--- start of Document segment ---

But farther than this, it must be held, that the right to keep arms involves, necessarily, the right to use such arms for all the ordinary purposes, and in all the ordinary modes usual in the country, and to which arms are adapted, limited by the duties of a good citizen in times of peace.

Because citizens needed to be able to "become familiar with" the use of arms "in times of peace, that they may the more efficiently use them in times of war, . . . the right to keep arms for this purpose involves the right to practice their use." (392) Use for "ordinary purposes" included a man taking his gun "from his room into the street to shoot a rabid dog that threatened his child" (393) and using them on one's property in lawful self-defense. (394) Such reasoning is in large measure the same as that taken by the traditional individual-right view in explaining the relation between the Second Amendment's preface and operative text. 

Third, consistently with its reading of "keep," the court also broadened "arms." Aymette had defined the word to include only such arms "as are usually employed in civilized warfare, and that constitute the ordinary military equipment." (395) Andrews explained it as follows: "[T]he idea of the Constitution is, the keeping and use of such arms as are useful either in warfare, or in preparing the citizen for their use in warfare, by training him as a citizen, to their use in times of peace." (396) The court took judicial notice "that the rifle of all descriptions, the shot gun, the musket, and repeater, are such arms." (397)

--- end of Document segment ---
--- start of Given data ---

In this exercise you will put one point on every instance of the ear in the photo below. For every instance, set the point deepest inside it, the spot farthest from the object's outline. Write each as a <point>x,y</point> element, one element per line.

--- end of Given data ---

### Tasks to carry out
**a)** Answer these questions about the passage on the right to keep arms, one line each:
(i) What did a man taking his gun into the street illustrate as use for "ordinary purposes"?
(ii) How had Aymette defined the word "arms"?
(iii) Which weapons did the court take judicial notice of as such arms?
**b)** Return the part of the passage on the right to keep arms between "But farther than" and "citizen in times of peace.", inclusive, copied character for character.

### Results for the exercise
**a)**
(i) Taking his gun from his room into the street to shoot a rabid dog that threatened his child.
(ii) As including only such arms as are usually employed in civilized warfare and that constitute the ordinary military equipment.
(iii) The rifle of all descriptions, the shot gun, the musket, and the repeater.

**b)**
But farther than this, it must be held, that the right to keep arms involves, necessarily, the right to use such arms for all the ordinary purposes, and in all the ordinary modes usual in the country, and to which arms are adapted, limited by the duties of a good citizen in times of peace.